## What to do
In the entries that follow, find the line containing "Target: stone building"; from there, copy every line exactly through the line containing "Target: green tree".

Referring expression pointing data
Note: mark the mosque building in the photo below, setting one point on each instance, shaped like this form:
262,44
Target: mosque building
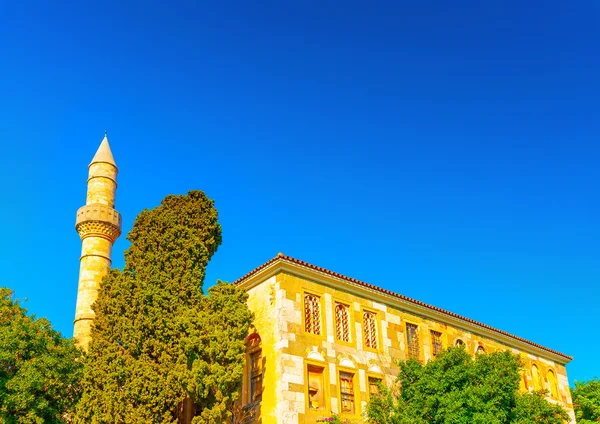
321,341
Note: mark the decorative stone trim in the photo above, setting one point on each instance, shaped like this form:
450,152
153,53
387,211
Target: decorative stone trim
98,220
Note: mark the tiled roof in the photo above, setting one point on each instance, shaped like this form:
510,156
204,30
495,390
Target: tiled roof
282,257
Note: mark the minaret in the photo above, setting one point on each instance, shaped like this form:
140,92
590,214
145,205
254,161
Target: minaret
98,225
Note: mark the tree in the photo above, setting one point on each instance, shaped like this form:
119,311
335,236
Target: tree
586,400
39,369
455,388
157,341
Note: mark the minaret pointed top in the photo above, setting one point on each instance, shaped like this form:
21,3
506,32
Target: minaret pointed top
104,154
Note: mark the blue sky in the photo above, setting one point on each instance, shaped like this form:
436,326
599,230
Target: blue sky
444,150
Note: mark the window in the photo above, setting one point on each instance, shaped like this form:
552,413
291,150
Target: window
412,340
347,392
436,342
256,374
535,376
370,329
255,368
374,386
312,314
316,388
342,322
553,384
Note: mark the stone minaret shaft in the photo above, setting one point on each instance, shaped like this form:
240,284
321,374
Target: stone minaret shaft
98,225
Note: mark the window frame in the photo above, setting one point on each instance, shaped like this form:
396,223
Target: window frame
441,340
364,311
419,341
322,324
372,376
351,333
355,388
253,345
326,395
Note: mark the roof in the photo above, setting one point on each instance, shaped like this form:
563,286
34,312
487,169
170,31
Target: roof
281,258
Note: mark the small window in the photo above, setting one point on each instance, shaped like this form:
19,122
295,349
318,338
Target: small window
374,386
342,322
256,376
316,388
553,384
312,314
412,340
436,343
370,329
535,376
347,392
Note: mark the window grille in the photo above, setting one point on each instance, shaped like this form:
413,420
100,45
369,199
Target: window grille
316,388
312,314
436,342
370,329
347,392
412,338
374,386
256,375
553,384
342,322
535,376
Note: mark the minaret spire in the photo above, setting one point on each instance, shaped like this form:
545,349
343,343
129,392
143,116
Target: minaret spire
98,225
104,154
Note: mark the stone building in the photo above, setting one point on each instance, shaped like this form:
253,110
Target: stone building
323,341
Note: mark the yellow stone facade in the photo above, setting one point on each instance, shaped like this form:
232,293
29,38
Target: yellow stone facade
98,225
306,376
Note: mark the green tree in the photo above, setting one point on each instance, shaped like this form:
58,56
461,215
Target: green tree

* * *

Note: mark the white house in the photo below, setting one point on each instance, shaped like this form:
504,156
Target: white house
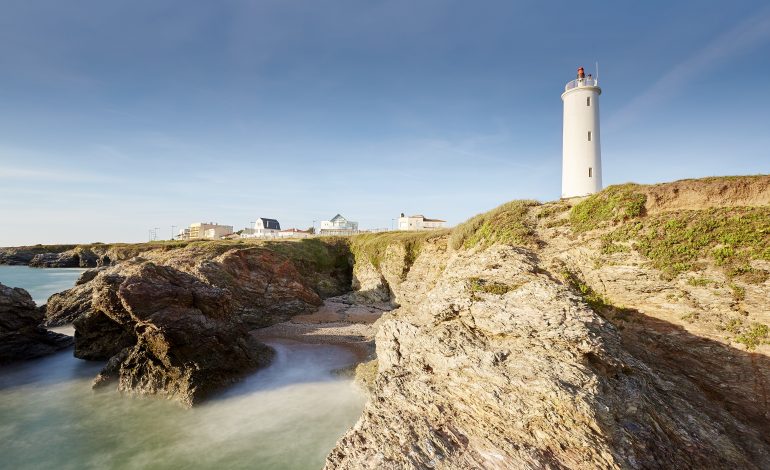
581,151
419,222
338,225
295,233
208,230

## Answer space
Target: stone building
323,341
Note: mark the yellow stone facade in the photo above, setting one point on each instance, shaped like this form:
232,293
29,38
Target: yellow stone facade
98,225
306,376
Note: mark the green tree in the photo above, setting one point on each instance, shaped like this form:
58,56
461,215
Target: green tree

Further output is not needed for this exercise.